WHAT THE EXERCISE ASKS:
In the article on AI disease diagnosis, rewrite the part that opens with the words "Deep learning, or" and closes with "Alastair Denniston said.", changing "enormous" to "considerable".

EXERCISE TEXT:
== Segment start ==
Artificial intelligence may be as effective as health professionals at diagnosing disease, according to research published in international journal The Lancet Digital Health.
Artificial intelligence (AI) appears to detect diseases from medical imaging with similar levels of accuracy as healthcare professionals, the international systematic review and meta-analysis found.
Deep learning, or the true diagnostic power of the AI technique, which involves the use of algorithms, big data and computing power to emulate human learning and intelligence, remains uncertain because of the lack of studies that directly compare humans and machines, or validate AI’s performance in real clinical environments.
“With deep learning, computers can examine thousands of medical images to identify patterns of disease. This offers enormous potential for improving the accuracy and speed of diagnosis,” lead researcher University Hospitals Birmingham NHS Foundation Trust UK Professor Alastair Denniston said.
The researchers conducted a systematic review and meta-analysis of all studies that compared the performance of deep learning models and health professionals in detecting disease from medical imaging published between January 2012 and June 2019. They also evaluated study design, reporting and clinical value.
In total, 82 articles were included in the systematic review; with 69 identified as having enough data to calculate performance accurately.
== Segment end ==
EXCERPTED RECORDS:
== Segment start ==
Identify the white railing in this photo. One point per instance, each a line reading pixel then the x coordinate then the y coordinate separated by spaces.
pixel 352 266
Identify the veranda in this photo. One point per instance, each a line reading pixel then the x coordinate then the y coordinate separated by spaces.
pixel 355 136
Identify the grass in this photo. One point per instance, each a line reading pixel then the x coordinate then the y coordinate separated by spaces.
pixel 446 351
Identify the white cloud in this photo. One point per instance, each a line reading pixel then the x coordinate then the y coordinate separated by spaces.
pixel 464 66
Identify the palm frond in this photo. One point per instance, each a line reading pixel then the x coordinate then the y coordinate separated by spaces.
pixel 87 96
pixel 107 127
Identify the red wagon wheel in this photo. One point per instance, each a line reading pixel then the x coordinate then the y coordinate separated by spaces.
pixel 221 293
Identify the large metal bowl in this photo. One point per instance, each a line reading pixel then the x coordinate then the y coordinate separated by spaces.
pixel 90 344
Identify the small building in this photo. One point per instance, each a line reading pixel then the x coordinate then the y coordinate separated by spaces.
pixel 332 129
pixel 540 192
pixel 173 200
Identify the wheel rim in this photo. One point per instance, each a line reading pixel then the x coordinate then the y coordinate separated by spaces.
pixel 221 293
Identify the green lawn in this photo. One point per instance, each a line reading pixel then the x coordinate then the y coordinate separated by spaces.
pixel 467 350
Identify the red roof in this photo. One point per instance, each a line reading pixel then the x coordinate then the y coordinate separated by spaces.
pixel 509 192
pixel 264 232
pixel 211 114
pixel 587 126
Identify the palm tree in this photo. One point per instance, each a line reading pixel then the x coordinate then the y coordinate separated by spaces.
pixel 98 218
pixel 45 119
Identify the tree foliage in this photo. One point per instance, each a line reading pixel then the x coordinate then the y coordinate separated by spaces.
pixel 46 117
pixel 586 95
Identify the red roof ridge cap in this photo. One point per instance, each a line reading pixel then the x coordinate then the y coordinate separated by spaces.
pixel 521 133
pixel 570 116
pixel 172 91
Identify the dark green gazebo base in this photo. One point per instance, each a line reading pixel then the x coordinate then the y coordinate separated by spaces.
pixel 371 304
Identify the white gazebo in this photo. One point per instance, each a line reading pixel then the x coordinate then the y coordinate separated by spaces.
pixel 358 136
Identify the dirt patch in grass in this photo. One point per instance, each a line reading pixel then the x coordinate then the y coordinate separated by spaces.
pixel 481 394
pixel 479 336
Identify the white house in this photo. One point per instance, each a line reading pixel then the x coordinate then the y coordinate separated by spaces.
== Segment end ==
TASK RESULT:
Deep learning, or the true diagnostic power of the AI technique, which involves the use of algorithms, big data and computing power to emulate human learning and intelligence, remains uncertain because of the lack of studies that directly compare humans and machines, or validate AI’s performance in real clinical environments.
“With deep learning, computers can examine thousands of medical images to identify patterns of disease. This offers considerable potential for improving the accuracy and speed of diagnosis,” lead researcher University Hospitals Birmingham NHS Foundation Trust UK Professor Alastair Denniston said.